> Required task: Reproduce the material below, beginning at the line that has "[point] blue sky" and stopping after its final line, with "cluster of trees" swapped for "stand of trees" and everything else left unchanged.

> Data extract:
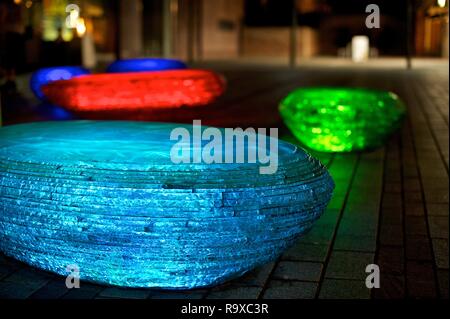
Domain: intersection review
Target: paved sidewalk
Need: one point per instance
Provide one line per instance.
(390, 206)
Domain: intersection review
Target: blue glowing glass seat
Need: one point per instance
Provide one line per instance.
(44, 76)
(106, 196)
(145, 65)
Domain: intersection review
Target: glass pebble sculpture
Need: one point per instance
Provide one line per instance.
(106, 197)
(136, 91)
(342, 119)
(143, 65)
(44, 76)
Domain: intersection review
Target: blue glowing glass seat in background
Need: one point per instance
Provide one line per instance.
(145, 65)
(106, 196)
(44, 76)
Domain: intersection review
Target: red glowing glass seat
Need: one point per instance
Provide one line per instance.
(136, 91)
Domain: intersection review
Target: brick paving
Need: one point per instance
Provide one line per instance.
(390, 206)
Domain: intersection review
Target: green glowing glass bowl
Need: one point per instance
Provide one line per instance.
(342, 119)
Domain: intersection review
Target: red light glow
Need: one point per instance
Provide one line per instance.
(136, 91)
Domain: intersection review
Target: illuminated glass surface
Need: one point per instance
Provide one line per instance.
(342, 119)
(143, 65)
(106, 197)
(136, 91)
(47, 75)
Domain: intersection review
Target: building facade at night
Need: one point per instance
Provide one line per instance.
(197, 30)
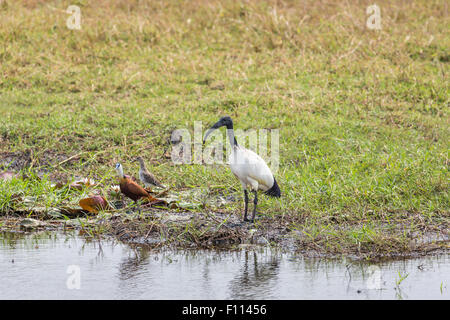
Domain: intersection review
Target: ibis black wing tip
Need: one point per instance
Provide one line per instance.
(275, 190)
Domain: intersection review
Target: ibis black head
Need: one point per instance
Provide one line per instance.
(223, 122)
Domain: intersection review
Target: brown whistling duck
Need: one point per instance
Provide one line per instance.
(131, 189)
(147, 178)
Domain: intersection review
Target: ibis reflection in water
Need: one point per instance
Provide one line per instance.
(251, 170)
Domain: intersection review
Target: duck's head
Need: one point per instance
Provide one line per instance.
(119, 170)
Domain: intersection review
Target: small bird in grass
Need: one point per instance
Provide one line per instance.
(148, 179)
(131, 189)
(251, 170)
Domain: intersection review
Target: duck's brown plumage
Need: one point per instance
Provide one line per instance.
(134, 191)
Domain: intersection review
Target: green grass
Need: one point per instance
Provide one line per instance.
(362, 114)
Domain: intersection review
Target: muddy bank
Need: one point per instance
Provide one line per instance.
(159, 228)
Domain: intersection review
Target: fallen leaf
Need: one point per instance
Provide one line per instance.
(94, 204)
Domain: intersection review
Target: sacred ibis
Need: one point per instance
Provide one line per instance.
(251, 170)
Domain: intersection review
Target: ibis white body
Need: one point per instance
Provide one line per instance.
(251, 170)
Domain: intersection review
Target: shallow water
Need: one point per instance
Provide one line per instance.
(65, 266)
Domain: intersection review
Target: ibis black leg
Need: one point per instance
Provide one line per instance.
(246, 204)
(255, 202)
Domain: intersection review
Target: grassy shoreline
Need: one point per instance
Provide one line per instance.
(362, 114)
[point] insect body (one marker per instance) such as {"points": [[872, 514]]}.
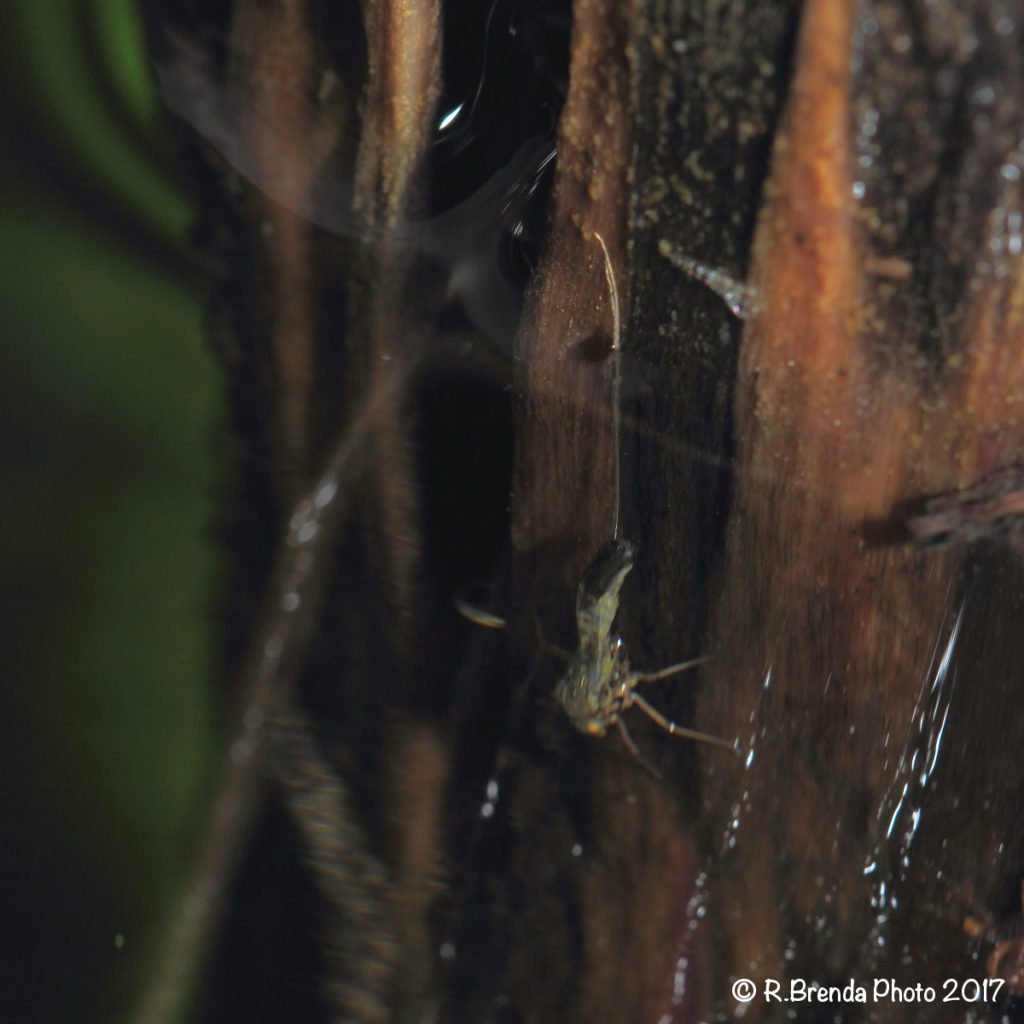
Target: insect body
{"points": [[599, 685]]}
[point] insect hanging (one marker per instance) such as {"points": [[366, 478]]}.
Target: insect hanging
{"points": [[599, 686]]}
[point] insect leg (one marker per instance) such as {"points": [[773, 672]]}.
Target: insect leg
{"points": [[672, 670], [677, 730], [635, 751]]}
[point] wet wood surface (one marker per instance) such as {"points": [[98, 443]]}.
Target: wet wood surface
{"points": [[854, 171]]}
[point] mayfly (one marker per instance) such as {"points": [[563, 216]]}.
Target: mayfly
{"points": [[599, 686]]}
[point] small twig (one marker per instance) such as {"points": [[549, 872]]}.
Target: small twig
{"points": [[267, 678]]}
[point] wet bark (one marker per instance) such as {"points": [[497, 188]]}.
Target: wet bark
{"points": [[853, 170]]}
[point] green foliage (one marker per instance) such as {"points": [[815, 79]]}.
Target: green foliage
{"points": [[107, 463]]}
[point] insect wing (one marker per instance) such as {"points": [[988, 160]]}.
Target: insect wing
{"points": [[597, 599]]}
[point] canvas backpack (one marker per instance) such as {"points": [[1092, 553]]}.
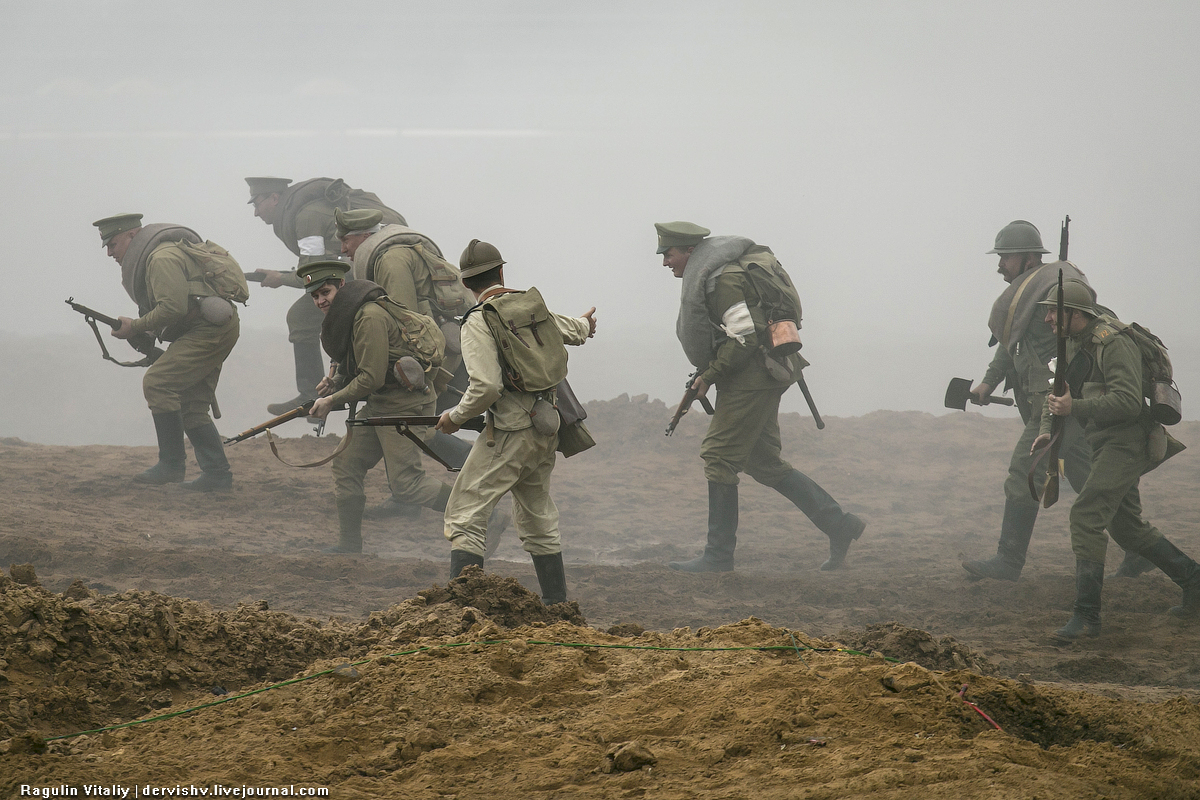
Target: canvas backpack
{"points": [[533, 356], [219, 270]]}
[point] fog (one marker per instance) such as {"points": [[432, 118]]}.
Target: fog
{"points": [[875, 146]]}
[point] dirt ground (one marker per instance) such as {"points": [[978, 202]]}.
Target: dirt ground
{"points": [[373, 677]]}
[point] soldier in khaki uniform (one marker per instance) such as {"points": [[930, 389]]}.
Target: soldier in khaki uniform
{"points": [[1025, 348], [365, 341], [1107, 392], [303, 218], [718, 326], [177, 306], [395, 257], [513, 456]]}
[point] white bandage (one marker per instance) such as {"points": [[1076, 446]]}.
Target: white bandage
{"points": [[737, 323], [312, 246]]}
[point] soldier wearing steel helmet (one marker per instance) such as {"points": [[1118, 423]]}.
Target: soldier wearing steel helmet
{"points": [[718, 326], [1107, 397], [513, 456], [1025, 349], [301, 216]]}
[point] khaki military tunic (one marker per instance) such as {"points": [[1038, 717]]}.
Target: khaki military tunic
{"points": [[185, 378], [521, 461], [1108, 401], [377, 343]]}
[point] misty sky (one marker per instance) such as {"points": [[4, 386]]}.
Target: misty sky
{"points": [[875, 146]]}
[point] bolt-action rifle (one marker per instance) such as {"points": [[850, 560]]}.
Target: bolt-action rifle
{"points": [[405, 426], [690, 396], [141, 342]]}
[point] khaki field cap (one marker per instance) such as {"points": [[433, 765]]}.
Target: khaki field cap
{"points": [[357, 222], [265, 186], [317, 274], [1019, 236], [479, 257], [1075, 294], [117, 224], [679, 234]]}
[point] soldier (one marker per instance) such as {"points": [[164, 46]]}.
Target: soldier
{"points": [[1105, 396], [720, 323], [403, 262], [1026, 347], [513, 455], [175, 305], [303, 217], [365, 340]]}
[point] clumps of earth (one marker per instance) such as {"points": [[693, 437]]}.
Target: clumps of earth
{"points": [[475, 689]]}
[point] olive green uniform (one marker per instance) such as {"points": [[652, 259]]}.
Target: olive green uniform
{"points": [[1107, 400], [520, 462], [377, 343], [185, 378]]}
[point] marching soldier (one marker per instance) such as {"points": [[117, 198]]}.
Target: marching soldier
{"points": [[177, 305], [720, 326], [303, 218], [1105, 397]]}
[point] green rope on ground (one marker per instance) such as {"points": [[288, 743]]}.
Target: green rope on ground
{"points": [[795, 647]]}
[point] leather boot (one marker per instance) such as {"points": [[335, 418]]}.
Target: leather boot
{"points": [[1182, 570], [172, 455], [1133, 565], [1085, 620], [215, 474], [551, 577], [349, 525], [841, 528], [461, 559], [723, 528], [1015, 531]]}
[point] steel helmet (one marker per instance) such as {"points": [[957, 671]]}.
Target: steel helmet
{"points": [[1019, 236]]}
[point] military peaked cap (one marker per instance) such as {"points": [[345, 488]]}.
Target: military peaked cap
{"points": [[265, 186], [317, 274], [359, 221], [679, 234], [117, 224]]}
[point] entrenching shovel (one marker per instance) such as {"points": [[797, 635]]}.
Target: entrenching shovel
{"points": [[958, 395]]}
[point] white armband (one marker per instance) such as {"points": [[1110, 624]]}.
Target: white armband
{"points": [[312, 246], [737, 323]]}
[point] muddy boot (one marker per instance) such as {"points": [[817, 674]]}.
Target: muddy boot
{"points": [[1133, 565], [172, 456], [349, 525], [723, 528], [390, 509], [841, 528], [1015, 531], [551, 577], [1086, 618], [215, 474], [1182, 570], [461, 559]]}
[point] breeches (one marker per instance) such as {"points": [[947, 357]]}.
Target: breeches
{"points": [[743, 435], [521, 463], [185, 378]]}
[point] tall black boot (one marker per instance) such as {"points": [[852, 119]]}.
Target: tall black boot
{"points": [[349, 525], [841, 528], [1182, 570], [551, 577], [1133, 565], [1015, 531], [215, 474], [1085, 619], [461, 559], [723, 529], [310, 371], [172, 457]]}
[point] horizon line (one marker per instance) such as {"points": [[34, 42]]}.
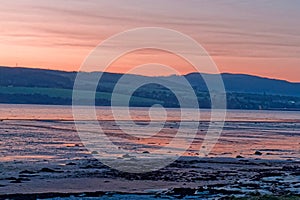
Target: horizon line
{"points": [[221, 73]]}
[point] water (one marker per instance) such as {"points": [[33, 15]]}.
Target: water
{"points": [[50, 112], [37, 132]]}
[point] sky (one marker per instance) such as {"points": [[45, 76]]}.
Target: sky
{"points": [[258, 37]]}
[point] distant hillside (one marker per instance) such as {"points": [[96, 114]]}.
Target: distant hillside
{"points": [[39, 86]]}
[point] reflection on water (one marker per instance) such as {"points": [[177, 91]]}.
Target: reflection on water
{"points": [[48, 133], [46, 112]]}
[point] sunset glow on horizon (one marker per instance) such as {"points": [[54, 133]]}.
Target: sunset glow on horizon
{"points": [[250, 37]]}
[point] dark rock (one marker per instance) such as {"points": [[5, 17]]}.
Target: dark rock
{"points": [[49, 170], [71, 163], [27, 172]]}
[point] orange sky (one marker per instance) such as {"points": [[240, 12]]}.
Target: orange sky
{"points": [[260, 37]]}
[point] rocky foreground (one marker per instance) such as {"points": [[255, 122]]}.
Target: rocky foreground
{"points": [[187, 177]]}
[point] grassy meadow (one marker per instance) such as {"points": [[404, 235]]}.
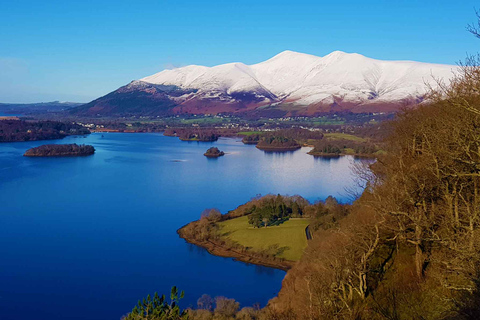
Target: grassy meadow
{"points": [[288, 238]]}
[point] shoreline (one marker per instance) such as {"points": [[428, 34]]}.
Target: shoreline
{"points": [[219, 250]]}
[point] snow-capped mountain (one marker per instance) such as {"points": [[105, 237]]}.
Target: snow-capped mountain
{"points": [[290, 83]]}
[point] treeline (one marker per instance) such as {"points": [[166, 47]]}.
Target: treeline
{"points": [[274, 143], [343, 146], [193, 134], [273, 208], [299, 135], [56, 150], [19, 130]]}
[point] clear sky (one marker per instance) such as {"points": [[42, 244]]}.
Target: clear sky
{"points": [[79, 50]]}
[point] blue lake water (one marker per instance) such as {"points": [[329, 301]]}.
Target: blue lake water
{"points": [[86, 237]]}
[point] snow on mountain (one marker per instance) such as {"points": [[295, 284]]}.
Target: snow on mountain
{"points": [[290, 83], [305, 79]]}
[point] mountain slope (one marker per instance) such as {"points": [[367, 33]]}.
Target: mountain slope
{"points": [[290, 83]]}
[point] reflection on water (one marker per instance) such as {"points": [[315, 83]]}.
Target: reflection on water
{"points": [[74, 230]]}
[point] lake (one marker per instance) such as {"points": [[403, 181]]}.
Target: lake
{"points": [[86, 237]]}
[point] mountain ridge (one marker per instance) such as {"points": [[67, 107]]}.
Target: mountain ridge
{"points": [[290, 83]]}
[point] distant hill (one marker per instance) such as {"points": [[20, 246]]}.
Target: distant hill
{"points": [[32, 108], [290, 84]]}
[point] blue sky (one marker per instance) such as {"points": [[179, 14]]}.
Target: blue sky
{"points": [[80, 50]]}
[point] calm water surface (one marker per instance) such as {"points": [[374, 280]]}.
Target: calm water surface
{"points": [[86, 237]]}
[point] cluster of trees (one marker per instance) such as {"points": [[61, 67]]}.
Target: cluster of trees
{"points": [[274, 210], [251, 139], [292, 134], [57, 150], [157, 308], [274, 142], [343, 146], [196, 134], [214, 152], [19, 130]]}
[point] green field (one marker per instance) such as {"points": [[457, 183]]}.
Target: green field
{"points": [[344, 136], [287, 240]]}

> Complete output:
[point] blue sky (one marker per instance) such as {"points": [[179, 14]]}.
Target: blue sky
{"points": [[80, 50]]}
[point] calm water surface (one marker per instance) such as {"points": [[374, 280]]}.
Target: calm water surface
{"points": [[86, 237]]}
[point] stand of trees (one marker per instance) such as {"points": [[61, 67]]}.
Target: stand of trees
{"points": [[274, 210], [251, 139], [292, 134], [57, 150], [157, 308], [274, 142], [343, 146], [196, 134], [214, 152], [19, 130]]}
[point] green field (one marker per instance) such as {"points": [[457, 183]]}.
Target: green field
{"points": [[344, 136], [287, 240]]}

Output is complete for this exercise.